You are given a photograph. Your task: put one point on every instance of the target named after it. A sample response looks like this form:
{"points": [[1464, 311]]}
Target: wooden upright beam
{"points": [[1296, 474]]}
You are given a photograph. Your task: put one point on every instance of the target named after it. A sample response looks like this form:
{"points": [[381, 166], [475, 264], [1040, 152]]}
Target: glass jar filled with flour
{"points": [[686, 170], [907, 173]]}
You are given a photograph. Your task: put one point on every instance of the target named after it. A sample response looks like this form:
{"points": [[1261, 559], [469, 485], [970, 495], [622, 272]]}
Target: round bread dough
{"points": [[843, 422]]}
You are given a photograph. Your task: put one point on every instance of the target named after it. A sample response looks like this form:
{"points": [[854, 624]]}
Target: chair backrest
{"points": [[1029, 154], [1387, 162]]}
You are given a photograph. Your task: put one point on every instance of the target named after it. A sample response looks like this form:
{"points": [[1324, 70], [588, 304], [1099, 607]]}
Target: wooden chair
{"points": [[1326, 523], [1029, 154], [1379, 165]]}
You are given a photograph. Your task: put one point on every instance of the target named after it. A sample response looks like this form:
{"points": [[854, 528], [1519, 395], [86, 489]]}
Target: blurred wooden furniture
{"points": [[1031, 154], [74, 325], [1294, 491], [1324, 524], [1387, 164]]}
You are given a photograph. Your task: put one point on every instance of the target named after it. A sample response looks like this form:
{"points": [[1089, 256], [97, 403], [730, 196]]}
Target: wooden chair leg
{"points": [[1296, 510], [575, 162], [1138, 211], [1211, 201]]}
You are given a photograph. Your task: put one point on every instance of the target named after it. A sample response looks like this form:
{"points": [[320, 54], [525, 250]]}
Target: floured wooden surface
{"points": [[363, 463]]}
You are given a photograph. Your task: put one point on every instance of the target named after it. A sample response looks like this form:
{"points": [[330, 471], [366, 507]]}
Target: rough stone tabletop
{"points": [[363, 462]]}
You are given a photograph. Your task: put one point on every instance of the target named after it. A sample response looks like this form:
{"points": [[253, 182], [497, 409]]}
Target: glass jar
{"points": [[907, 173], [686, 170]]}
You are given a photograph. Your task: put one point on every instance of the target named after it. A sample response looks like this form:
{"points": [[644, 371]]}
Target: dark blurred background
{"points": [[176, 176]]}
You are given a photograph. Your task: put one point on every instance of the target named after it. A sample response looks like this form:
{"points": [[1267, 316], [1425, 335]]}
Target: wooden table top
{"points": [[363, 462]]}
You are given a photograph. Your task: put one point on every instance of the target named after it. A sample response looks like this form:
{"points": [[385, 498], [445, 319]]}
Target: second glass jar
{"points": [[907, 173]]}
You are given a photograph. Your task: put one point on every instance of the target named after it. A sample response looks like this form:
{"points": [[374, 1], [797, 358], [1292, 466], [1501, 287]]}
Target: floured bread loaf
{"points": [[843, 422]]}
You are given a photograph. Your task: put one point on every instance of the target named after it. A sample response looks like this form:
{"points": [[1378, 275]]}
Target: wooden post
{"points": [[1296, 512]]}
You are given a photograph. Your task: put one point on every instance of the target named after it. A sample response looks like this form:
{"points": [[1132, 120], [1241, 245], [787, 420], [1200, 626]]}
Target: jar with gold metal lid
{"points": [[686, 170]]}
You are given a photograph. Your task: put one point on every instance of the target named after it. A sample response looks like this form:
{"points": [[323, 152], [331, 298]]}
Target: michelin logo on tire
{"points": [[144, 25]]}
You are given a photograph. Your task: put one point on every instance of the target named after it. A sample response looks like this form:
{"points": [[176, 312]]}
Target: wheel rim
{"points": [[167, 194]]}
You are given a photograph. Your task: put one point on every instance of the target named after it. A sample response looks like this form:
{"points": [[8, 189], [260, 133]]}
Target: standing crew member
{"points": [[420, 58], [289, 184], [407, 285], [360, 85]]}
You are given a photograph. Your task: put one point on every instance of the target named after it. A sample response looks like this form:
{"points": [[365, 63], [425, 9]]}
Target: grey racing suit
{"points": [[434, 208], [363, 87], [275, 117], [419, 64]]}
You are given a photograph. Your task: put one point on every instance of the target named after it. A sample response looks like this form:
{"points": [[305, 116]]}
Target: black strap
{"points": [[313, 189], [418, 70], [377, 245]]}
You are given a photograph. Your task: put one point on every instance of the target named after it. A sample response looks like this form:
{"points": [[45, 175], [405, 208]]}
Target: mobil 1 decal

[EXERCISE]: Reproduce the entries exactly. Every word has to stay the same.

[ANSWER SPACE]:
You are given a photograph. Your task: put one point on every instance of the target named after it. A sample response looks like this form:
{"points": [[1464, 311]]}
Target: wooden upright beam
{"points": [[1296, 474]]}
You are given a photograph. Your task: put one point on every instance of the target named after it. A sample response looks like this form:
{"points": [[381, 166], [475, 264], [1040, 152]]}
Target: glass jar filled with flour
{"points": [[686, 170], [907, 173]]}
You are given a photograph. Your task: put one point on every instance of the target named after it. A sample response looks like this form:
{"points": [[1261, 559], [469, 485], [970, 495], [622, 272]]}
Target: round bread dough
{"points": [[843, 422]]}
You are given a photograph. Your task: put one point on every instance of the target named after it. A sample response looks like this form:
{"points": [[854, 624]]}
Target: chair backrest
{"points": [[1029, 154], [1387, 162]]}
You are given a photograph. Your task: put one point on every instance of the target named after it. A sample response looks like this form:
{"points": [[1324, 70], [588, 304], [1099, 607]]}
Target: wooden chair
{"points": [[1326, 523], [1029, 154], [1379, 165]]}
You are given a photograph. Your task: put one point on every instance of the target named after it. A sample response looks like this form:
{"points": [[854, 528], [1519, 395], [86, 489]]}
Target: blurred wooden furniture
{"points": [[1031, 154], [74, 325], [1294, 491], [1324, 524], [1387, 164]]}
You are given a photograph. Your task: put one point on every instance of the target named after it. A sample response looks like this form:
{"points": [[1089, 256], [97, 403], [730, 196]]}
Target: wooden chair leg
{"points": [[1296, 510], [575, 162], [1138, 211], [1211, 201]]}
You are given a photograph. Your task: put one point on every instance of the target named after it. A sample response looks like this form:
{"points": [[320, 54], [525, 250]]}
Target: floured wooden surface
{"points": [[363, 463]]}
You are given a photograph. Your task: put one point on every instance of the target named after it. A sample response looks like this form:
{"points": [[330, 471], [366, 507]]}
Target: rough stone tabletop
{"points": [[363, 462]]}
You are given a photograph. Your task: put one point on every instance of the target named after it. A sample response looks like this form:
{"points": [[253, 182], [497, 409]]}
Target: glass jar
{"points": [[907, 173], [686, 170]]}
You are given a photograph. Your task: put one point on every instance of the target named after it. A sample response looks like this form:
{"points": [[644, 371]]}
Target: dark blurred background
{"points": [[176, 176]]}
You are given a photograph. Your task: put one point on every instance of the target named after it. A sample response looks like this form:
{"points": [[1267, 316], [1425, 335]]}
Target: wooden table top
{"points": [[363, 462]]}
You are given a photograph. Your task: put one point on every instance of the target named after it. A sample response looks like this form:
{"points": [[385, 498], [445, 319]]}
Target: second glass jar
{"points": [[907, 173]]}
You are given a photograph. Your task: put one point on every instance of the target named after it. A sample response looks like this form:
{"points": [[374, 1], [797, 358], [1292, 466], [1501, 287]]}
Target: floured bread loaf
{"points": [[843, 422]]}
You are given a photograph. Your task: put one point on every instance of the target named after it. A sample response looks like this form:
{"points": [[1378, 275]]}
Target: wooden post
{"points": [[1296, 512]]}
You are given a photograph. Your task: put one point on every instance of the target named after it. A sample response looks like this form:
{"points": [[1132, 120], [1241, 245], [787, 420], [1200, 626]]}
Target: jar with gold metal lid
{"points": [[686, 170]]}
You are given a photograph. Your task: put one point on every instance of the target named after it. A sample response looks like this form:
{"points": [[323, 152], [331, 298]]}
Target: michelin logo on tire
{"points": [[144, 25]]}
You are given a photograph. Your task: put one point on every instance of the target named after it. A sample response looks like this form:
{"points": [[176, 312]]}
Target: wheel rim
{"points": [[167, 194]]}
You are given a photograph. Your task: put one point on every instance of the target named after it. A sample response looks like this form:
{"points": [[8, 189], [260, 133]]}
Target: standing crew member
{"points": [[420, 58], [289, 184], [407, 285], [360, 85]]}
You are given a photograph. Your task: put one point on every instance of the target named after it. A sample response looks like this form:
{"points": [[365, 63], [425, 9]]}
Target: grey racing suit
{"points": [[434, 208], [363, 87], [275, 117], [419, 64]]}
You are given a photograph. Your task: put one point on every instance of the target named after it. A sample response looks like this form:
{"points": [[305, 116]]}
Target: black strap
{"points": [[313, 189], [418, 70], [377, 245]]}
You are given a photograph. Your task: put one point on every instance of the target named after it. A sample response looks like this form:
{"points": [[45, 175], [405, 208]]}
Target: mobil 1 decal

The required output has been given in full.